• **WHAT THE EXERCISE ASKS**:
Carry on the prime factorization passage below from the point where it stops.

There is another place where prime numbers show up often, and it's easy to overlook when discussing applications: *math!* The study of pure mathematics is a topic that people practice, study, and share without worrying about where else it might apply, similar to how a musician does not need to ask how music applies to the real world. Number theory is an extremely rich topic that is central to college courses, research papers, and other branches of mathematics. Mathematicians of all stripes no doubt encounter number theory many times along their academic and professional journeys.

## Writing a Product of Prime Factors

When a composite number is written as a product of all of its prime factors, we have the prime factorization of the number. For example, we can write the number 72 as a product of prime factors: \(72=2^3 \cdot 3^2\). The expression \(2^3 \cdot 3^2\) is said to be the **prime factorization** of 72. The** Fundamental Theorem of Arithmetic** states that every composite number can be factored uniquely (except for the order of the factors) into a product of prime factors. What this means is that how you choose to factor a number into prime factors makes no difference. When you are done, the prime factorizations are essentially the same.

Examine the two **factor trees** for 72 shown below.

When we get done factoring using either set of factors to start with, we still have three factors of 2 and two factors of 3, or \(2^3 \cdot 3^2\). This would be true if we had started to factor 72 as 24 times 3, 4 times 18, or any other pair of factors for 72.

• **RECORDS PROVIDED**:
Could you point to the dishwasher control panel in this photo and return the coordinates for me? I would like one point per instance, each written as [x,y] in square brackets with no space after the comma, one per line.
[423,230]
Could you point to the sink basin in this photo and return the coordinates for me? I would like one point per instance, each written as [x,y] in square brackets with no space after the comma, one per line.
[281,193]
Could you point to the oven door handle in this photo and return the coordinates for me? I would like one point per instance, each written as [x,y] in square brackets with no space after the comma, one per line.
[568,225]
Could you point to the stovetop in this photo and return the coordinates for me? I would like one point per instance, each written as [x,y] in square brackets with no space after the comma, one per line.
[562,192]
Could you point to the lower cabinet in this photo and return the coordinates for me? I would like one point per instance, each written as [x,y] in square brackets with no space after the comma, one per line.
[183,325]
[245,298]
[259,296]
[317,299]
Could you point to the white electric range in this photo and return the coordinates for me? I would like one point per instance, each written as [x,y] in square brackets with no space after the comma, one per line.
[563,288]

* * *

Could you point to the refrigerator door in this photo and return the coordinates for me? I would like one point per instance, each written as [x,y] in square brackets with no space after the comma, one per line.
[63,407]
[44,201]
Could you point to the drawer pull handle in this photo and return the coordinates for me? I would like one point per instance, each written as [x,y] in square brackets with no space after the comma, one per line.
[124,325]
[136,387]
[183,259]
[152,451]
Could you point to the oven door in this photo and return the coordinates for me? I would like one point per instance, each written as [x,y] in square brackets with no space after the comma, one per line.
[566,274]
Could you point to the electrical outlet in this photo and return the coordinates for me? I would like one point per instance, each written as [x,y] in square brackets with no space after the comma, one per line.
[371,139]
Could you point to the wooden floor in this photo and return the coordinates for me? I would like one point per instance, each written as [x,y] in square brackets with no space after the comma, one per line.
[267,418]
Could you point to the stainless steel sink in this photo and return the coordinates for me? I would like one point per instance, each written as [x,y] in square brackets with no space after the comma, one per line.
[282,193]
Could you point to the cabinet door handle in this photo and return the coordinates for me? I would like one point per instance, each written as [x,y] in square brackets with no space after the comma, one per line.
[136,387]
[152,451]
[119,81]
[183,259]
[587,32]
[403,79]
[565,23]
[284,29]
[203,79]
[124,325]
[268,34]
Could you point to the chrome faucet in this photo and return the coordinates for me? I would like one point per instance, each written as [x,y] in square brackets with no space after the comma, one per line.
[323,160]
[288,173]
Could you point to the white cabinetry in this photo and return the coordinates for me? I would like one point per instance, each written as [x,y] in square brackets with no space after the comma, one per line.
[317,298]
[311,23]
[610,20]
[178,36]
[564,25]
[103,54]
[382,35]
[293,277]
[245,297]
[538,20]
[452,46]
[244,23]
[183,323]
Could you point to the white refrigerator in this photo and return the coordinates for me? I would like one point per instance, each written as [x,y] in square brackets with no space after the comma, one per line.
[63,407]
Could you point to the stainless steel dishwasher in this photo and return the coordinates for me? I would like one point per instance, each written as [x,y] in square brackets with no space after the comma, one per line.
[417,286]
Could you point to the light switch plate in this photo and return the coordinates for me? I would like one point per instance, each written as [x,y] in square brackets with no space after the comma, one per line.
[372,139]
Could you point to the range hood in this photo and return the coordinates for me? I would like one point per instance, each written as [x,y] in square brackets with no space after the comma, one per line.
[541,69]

---

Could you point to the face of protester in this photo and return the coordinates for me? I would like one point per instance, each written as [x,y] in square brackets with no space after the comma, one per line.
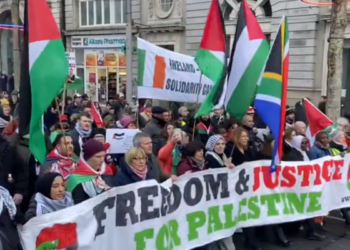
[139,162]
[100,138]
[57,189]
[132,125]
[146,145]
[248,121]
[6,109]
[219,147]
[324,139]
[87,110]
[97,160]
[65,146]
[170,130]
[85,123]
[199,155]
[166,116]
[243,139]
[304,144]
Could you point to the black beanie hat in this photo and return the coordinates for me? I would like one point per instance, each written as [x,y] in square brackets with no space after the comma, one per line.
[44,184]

• **RESULT**:
Knowing rules for divisibility is helpful when factoring a number. For example, if a whole number ends in 0, 2, 4, 6, or 8, we could always start the factoring process by dividing by 2. It should be noted that because 2 only has two factors, 1 and 2, it is the only even prime number.

Another way to factor a number other than using factor trees is to start dividing by prime numbers:

Once again, we can see that \(72=2^3 \cdot 3^2\).

Also key to writing the prime factorization of a number is an understanding of **exponents**. An exponent tells how many times the base is used as a factor. In the prime factorization of \(72=2^3 \cdot 3^2\),^{} the 2 is used as a factor three times and the 3 is used as a factor twice.

There is a strategy we can use to figure out whether a number is prime. Find the square root (with the help of a calculator if needed), and only check prime numbers less than or equal to it. For example, to see if 131 is prime, because the square root is between 11 and 12, we only need to check for divisibility by 2, 3, 5, 7, and 11. There is no need to check 13, since 13^{2} = 169, which is greater than 131. This works because if a prime number greater than 13 divided 131, then the other factor would have to be less than 13—which we're already checking!^{}

## Introducing the Concept: Finding Prime Factors

Making sure your students' work is neat and orderly will help prevent them from losing factors when constructing factor trees. Have them check their prime factorizations by multiplying the factors to see if they get the original number.

**Prerequisite Skills and Concepts: **Students will need to know and be able to use exponents. They also will find it helpful to know the rules of divisibility for 2, 3, 4, 5, 9 and 10.

Write the number 48 on the board.

**Ask**:*Who can give me two numbers whose product is 48?*Students should identify pairs of numbers like 6 and 8, 4 and 12, or 3 and 16. Take one of the pairs of factors and create a factor tree for the prime factorization of 48 where all students can see it.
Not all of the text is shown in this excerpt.